___ Dataset extract ___

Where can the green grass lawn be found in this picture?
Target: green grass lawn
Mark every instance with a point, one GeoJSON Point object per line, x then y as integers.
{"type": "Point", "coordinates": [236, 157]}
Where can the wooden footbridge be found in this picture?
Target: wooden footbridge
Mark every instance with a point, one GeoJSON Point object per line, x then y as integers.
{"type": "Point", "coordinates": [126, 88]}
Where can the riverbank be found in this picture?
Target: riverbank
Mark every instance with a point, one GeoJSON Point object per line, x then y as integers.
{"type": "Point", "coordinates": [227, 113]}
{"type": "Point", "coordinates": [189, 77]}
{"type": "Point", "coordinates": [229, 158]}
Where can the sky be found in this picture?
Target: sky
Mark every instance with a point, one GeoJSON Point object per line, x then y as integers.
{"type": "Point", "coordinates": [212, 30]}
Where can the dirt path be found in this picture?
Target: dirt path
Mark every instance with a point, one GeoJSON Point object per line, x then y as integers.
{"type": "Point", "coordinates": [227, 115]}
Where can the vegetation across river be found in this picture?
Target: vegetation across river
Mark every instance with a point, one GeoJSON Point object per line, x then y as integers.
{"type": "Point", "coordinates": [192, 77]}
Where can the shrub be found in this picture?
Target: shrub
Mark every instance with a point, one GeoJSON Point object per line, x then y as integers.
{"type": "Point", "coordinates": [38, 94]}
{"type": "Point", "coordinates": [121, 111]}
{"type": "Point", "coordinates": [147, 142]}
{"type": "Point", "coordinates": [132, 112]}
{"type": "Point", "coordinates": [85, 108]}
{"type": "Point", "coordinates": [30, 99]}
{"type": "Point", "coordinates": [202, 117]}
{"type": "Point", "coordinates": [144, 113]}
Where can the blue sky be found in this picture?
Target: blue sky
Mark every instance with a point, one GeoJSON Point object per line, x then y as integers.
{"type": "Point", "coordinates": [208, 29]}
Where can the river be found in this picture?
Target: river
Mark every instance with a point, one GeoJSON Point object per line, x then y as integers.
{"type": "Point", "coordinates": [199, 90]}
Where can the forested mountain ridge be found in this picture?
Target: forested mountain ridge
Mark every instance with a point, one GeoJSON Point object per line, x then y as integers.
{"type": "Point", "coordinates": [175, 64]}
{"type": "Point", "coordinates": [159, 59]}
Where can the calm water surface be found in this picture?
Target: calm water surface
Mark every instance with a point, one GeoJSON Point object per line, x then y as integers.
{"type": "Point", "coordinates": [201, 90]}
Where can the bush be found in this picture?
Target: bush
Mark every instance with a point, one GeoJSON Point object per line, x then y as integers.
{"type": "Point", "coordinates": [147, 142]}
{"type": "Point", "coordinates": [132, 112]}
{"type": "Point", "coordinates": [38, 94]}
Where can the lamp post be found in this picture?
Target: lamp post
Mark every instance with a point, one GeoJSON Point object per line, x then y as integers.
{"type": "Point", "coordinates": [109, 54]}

___

**Task:** Without leaving anything out, transcribe the records above exactly.

**Result of this task:**
Where can the green grass lawn be found in this picture?
Target: green grass lawn
Mark every instance with a point, one GeoJSON Point object per line, x then y as integers.
{"type": "Point", "coordinates": [236, 157]}
Where can the wooden footbridge be found in this picture?
Target: wooden footbridge
Mark every instance with a point, one GeoJSON Point object per line, x then y as integers.
{"type": "Point", "coordinates": [126, 88]}
Where can the riverbank be found in this picture?
Target: riverbank
Mark every instance with a point, one GeoJSON Point object per line, x then y as integers.
{"type": "Point", "coordinates": [227, 113]}
{"type": "Point", "coordinates": [189, 77]}
{"type": "Point", "coordinates": [229, 158]}
Where can the sky be found in this picture?
Target: sky
Mark every instance with a point, one GeoJSON Point object per line, x then y as integers.
{"type": "Point", "coordinates": [212, 30]}
Where can the dirt path be found in this picture?
Target: dirt path
Mark every instance with a point, one GeoJSON Point object per line, x then y as integers.
{"type": "Point", "coordinates": [227, 115]}
Where can the vegetation across river be found in this picture?
Target: vegetation across river
Mark every instance with a point, one GeoJSON Point object per line, x then y as integers.
{"type": "Point", "coordinates": [192, 77]}
Where can the shrub be found in this picture?
Target: shrub
Mark every instance with a point, one GeoJSON Point object per line, x then y as integers.
{"type": "Point", "coordinates": [38, 94]}
{"type": "Point", "coordinates": [121, 111]}
{"type": "Point", "coordinates": [147, 142]}
{"type": "Point", "coordinates": [132, 112]}
{"type": "Point", "coordinates": [85, 108]}
{"type": "Point", "coordinates": [30, 99]}
{"type": "Point", "coordinates": [202, 117]}
{"type": "Point", "coordinates": [144, 113]}
Where can the blue sky be found in this picture?
Target: blue sky
Mark every instance with a point, one GeoJSON Point object per line, x then y as integers.
{"type": "Point", "coordinates": [208, 29]}
Where can the river be found in this picture?
Target: river
Mark every instance with a point, one GeoJSON Point object per line, x then y as integers.
{"type": "Point", "coordinates": [199, 90]}
Where can the forested mountain ridge be found in this picture?
Target: forested mountain ridge
Mark every instance with a point, one GeoJSON Point object per line, x then y as integers.
{"type": "Point", "coordinates": [175, 64]}
{"type": "Point", "coordinates": [159, 59]}
Where can the calm water surface be found in this picture?
Target: calm water surface
Mark every instance with a point, one GeoJSON Point object per line, x then y as integers.
{"type": "Point", "coordinates": [201, 90]}
Where can the bush be found in this picture?
Target: bush
Mark every instance with a point, one GeoJSON Point object per line, x then y as integers.
{"type": "Point", "coordinates": [147, 142]}
{"type": "Point", "coordinates": [132, 112]}
{"type": "Point", "coordinates": [38, 94]}
Where can the lamp post be found in this picture?
Target: lamp post
Mark every instance with a point, one GeoJSON Point object per line, x then y as integers.
{"type": "Point", "coordinates": [109, 54]}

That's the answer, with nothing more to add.